Brewing giants in Suffolk have hailed the Chancellor after he announced a 1p cut in the price of a pint for the second year running in today’s Budget.

George Osborne unveiled the move in a bid to help an embattled pub industry which has seen around 700 Suffolk pubs close in the last two decades.

The Chancellor last year scrapped a planned 3p rise in beer duty and replaced it with a 1p cut in the price of a pint – with another 1p cut in duty in a pint of beer revealed today.

Mr Osborne also announced plans to scrap the alcohol duty escalator – which normally goes up by inflation plus 2% each year – despite warnings from health experts.

Rooney Anand, chief executive of Greene King, said that although today’s Budget was not a “game-changer”, it would serve to address issues within the industry and help to “stem the tide of pub closures”.

“Our economy is at a crucial turning point; therefore anything that puts more money in to the pocket of consumers to stimulate growth is welcomed,” he said.

“Greene King has been calling on the Chancellor to cut beer duty in this Budget as it is popular with customers and promotes growth in our sector. It is good to see that after years of increases George Osborne is serious about cutting the burden on the beer and pub sector.

“This cut, which we will pass on to our hard-working licensees immediately, will facilitate more investment and employment. If this leads to further cuts going forward then it could provide significant help to stem the tide of pub closures.”

He added: “The introduction of degree level apprenticeships is another positive step in helping to tackle youth unemployment and it would be used to good effect within the pub and beer sector. However, I am disappointed that the Chancellor did not extend the National Insurance exemption to under-25s.”

Stephen Pugh, finance director at Adnams, described the announcement as “great news”.

He said: “It is heartening that the Chancellor has continued to support beer, pubs and pub-goers for a second consecutive year.

-----

# Directions
Transcribe the passage of the beer duty article without changes, everything from "Brewing giants in" down to "in today’s Budget.".

# Source material
-----

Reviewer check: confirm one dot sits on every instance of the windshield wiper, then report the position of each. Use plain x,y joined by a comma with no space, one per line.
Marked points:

-----

# Answer box
Brewing giants in Suffolk have hailed the Chancellor after he announced a 1p cut in the price of a pint for the second year running in today’s Budget.